Forest tent caterpillars. Photo: Tawny Simisky
Scientific Name: 
Malacosoma disstria
Common Name: 
Forest Tent Caterpillar
Growing Degree Days (GDD's): 
192–363 GDD's, Base 50F, March 1st Start Date (Source: Cornell Cooperative Extension.)
Host Plant(s) Common Name (Scientific Name): 
Ash (Fraxinus spp.)
Basswood (Tilia spp.)
Birch (Betula spp.)
Blackgum (Nyssa sylvatica)
Elm (Ulmus spp.)
Hawthorn (Crataegus spp.)
Oak (Quercus spp.)
Poplar (Aspen spp.)
Sugar maple (Acer saccharum)
Sweetgum (Liquidambar spp.)
Willow (Salix spp.)
Insect Description: 

The forest tent caterpillar is native to Massachusetts and North America. Unlike its common name suggests, it does not build a tent. Egg masses (1/2 to 1.5 inches long) overwinter and are similar to those of the eastern tent caterpillar (Malacosoma americanum) in the sense that they are wrapped around host plant twigs and coated in a shiny substance (spumaline). The main difference is that the ends of the forest tent caterpillar egg masses are square in shape, whereas the eastern tent caterpillar egg masses are tapered. Eggs hatch in the spring and the caterpillars migrate to the canopy of the tree, in search of expanding flower and leaf buds to feed on. Larvae continue to feed on the foliage of their host plants as it becomes available. They will feed together in groups when caterpillars are still small, but may wander individually as they mature. Caterpillars may reach up to 2 inches in length and are blue and gray with oval white spots down the back that are sometimes described as "key holes" or "tiny penguins". Pupation occurs after they spin pale yellow cocoons in folded leaves attached to plants or buildings. Adults are tan colored moths, approximately 1.6 inches long with two dark brown stripes on each forewing. Moths are active in the late afternoon and at night and are attracted to lights. One generation of forest tent caterpillars occurs per year.

● Information provided:
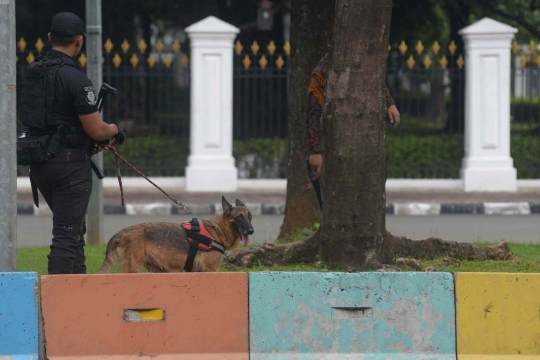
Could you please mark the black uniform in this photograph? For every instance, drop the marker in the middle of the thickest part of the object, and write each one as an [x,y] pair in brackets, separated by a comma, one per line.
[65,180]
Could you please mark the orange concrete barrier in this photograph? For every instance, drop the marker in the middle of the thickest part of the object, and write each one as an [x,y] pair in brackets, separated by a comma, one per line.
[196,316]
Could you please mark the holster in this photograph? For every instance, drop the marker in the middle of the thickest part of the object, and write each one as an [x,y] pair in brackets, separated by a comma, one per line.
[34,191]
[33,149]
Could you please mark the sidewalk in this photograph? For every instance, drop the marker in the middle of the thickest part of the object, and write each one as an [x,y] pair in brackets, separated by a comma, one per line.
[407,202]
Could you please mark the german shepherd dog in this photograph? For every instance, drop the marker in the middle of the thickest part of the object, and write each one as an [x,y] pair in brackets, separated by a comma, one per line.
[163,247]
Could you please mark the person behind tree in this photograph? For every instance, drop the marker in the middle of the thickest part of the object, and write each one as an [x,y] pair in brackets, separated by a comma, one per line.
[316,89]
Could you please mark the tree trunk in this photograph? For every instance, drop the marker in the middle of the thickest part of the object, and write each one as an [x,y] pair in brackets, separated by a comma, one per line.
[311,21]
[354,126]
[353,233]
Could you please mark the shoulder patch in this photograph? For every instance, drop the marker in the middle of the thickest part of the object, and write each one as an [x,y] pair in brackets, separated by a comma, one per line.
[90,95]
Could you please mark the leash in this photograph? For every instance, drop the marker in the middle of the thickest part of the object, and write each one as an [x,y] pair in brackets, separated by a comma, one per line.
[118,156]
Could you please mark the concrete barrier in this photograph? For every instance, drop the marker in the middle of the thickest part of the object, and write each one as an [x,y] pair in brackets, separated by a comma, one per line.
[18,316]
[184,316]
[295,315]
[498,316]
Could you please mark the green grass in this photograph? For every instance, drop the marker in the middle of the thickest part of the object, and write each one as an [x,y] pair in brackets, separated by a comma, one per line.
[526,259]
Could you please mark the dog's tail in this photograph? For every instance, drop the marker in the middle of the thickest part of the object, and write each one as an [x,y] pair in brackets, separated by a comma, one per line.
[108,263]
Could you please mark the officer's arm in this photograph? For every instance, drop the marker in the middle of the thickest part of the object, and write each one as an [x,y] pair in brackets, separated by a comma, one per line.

● Exercise prompt: Resume the forest tent caterpillar text, starting right after its last sentence. The material has no connection to the forest tent caterpillar text.

● Exercise result:
Damage to Host: 

The forest tent caterpillar can periodically be a significant defoliator of deciduous trees in its native range. However, population outbreaks typically soon collapse due to naturally occuring parasites, predators, and pathogens that regulate forest tent caterpillar populations. Depending upon the size of the population, partial to complete defoliation of hosts can occur. Young caterpillars may cause shothole-like damage to leaves prior to complete defoliation by the larger caterpillars. Small populations of forest tent caterpillars may be tolerated. While tree growth may be inhibited following a forest tent caterpillar outbreak, tree death is not usually observed. (Not without other contributing factors.) This is an early season defoliator.


The forest tent caterpillar does not make a large obvious web like the eastern tent caterpillar or fall webworm. Look for shotholes in deciduous plant leaves early in the spring. Large caterpillars tend to feed at night and hide near the ground during the day.

Cultural Management: 

Remove egg masses from twigs of favored host trees prior to hatch.

Natural Enemies & Biological Control: 

There are many parasites, pathogens, and predators of the native forest tent caterpillar which are likely responsible for maintaining low populations of this insect, with the exception of the occasional outbreak. There are several species of parasitic wasp, as well as the fly Sarcophaga aldrichi, which resembles a large house fly and is often noticeably abundant during outbreaks. Pathogens such as Entomophaga aulicae and a nucleopolyhedrosis virus (NPV virus) also regulate forest tent caterpillar populations.

Chemical Management: 

Abamectin (NL)

Acephate (NL)

Acetamiprid (L)

Azadirachtin (NL)

Bacillus thuringiensis subsp. kurstaki (NL)

Beauveria bassiana (NL)

Bifenthrin (NL)

Carbaryl (L)

Chlorantraniliprole (NL)

Chlorpyrifos (N)

Chromobacterium subtsugae (NL)

Cyantraniliprole (NL)

Cyfluthrin (NL)

Deltamethrin (L)

Emamectin benzoate (L)

Flonicamid+cyclaniliprole (N)

Gamma-cyhalothrin (L)

Horticultural oil (L)

Indoxacarb (L)

Insecticidal soap (NL)

Lambda-cyhalothrin (L)

Malathion (L)

Methoxyfenozide (NL)

Neem oil (NL)

Permethrin (L)

Pyrethrins+sulfur (NL)

Spinetoram+sulfoxaflor (N)

Spinosad (NL)

Tau-fluvalinate (NL)

Tebufenozide (NL) 

Zeta-cypermethrin (L)


Active ingredients that may be applied systemically include: acephate (injection), acetamiprid (injection), azadirachtin (injection, soil drench), chlorantraniliprole (soil drench), cyantraniliprole (soil drench, soil injection), emamectin benzoate (injection), and neem oil (soil drench).

When used in nurseries, chlorpyrifos is for quarantine use only.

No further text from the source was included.